*** Opening Passage to read ***

How to cite this article: Garg UC. Precision medicine in psychiatry. Arch Biol Psychiatry 2023;1:6-10.

Good evening everybody. It is great privilege and honor for me to present the presidential address in the 17th Annual National Conference of the Indian Association of Biological Psychiatry.

What is Precision Medicine in Psychiatry? And why should we go for precision medicine in Psychiatry? This is the main aim of my lecture on Precision psychiatry.

INTRODUCTION

It can be argued that among the disciplines of modern medicine, psychiatry is perhaps the most “personalized or précise” with patients at the center. However, even in psychiatry, with a wide array of interventions available and patients coming from a constellation of personal factors, a lot of scope arises to further tailor the treatments offered. The central principle of personalized medicine is the notion that an individual’s unique physiologic traits have a vital role in both disease susceptibility and responsiveness to certain therapies.

Term “Precision medicine” is used in preference to “personalized” to avoid implying that each technology or technique is developed for an individual patient, rather, it depends on using such techniques for exact measurements that are most suited for each person.

Precision psychiatry, therefore, attempts to address the two outstanding quandaries that are widely accepted to be undermining the scientific legitimacy of “evidence-based” psychiatry practice:

  1. About performing treatment studies on the grounds of ill-defined phenotypes that do not represent valid stratification

  2. Able to successfully work with patients at the predetermined idiographic level using non-empirical data.[1]

While the most current description of “personalized medicine” is stated as, “an approach to disease treatment and prevention that takes into account individual differences in genes, environment, and lifestyle.”[2] Based on the understanding that factors like the intricate interplay of personal characteristics, for example, (sub)culture, genetic culture, the bacteria in the mouth and gut, the personalities of both parents, the role one plays in the family, and the attachment to both parents, etc. these all are physically represented as biomarkers to a large extent. Personalized medicine’s main goals are therefore to assess an individual’s vulnerability to developing a disorder, establish an accurate diagnosis, and carry out the most efficient and favorable response to therapy.[3] Personalized in psychiatry can entail:

  • Levels of healthcare delivery and access

  • Implementing treatment plans based on the personal characteristics of patients:

    • Psychopathology

    • Personal history

    • Premorbid functioning

    • Family history

    • Physical comorbidities

    • Cognitive function

    • Environment and lifestyle

THE NEED IN PSYCHIATRY

To an extent, the high burden of psychiatric morbidity in the general population is contributed to our limited understanding of the etiopathogenesis of psychiatric disorders.[4] Moreover, this is compounded by the fact that symptoms overlap significantly between different disorders while varying dramatically across persons with the same disorder. The response to medications and therapy is also similarly variable, affected by multiple factors. An amalgamation of biomarkers and clinical factors is currently the most promising strategy that has been proposed for a valid individualization of disease management.[4]

THE EXPECTATIONS

Precision psychiatry model will lead to the identification of biomarkers that may assist with treatment selection and predict treatment outcome but will differ from personalized medicine. A particular patient would receive currently existing therapy modalities according to the individual’s medical illness category, and not an intervention that would be specifically designed for that individual following the acknowledgment of their unique characteristics, which is the scenario in “personalized psychiatry.”

*** Closing Passage to read ***
*** Opening Excerpted records ***

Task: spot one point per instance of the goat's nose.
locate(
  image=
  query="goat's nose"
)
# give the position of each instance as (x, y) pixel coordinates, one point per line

*** Closing Excerpted records ***

Problems to solve:
(A) According to the article on precision psychiatry, at which conference was the presidential address presented?
(B) List the personal characteristics of patients that the article on precision psychiatry says treatment plans can be based on.
(C) Why does the article on precision psychiatry say the term "precision medicine" is used in preference to "personalized"?

Responses by item number:
(A) The 17th Annual National Conference of the Indian Association of Biological Psychiatry.

(B) Psychopathology, personal history, premorbid functioning, family history, physical comorbidities, cognitive function, and environment and lifestyle.

(C) It avoids implying that each technology or technique is developed for an individual patient. Instead, the approach depends on using such techniques for exact measurements that are most suited for each person.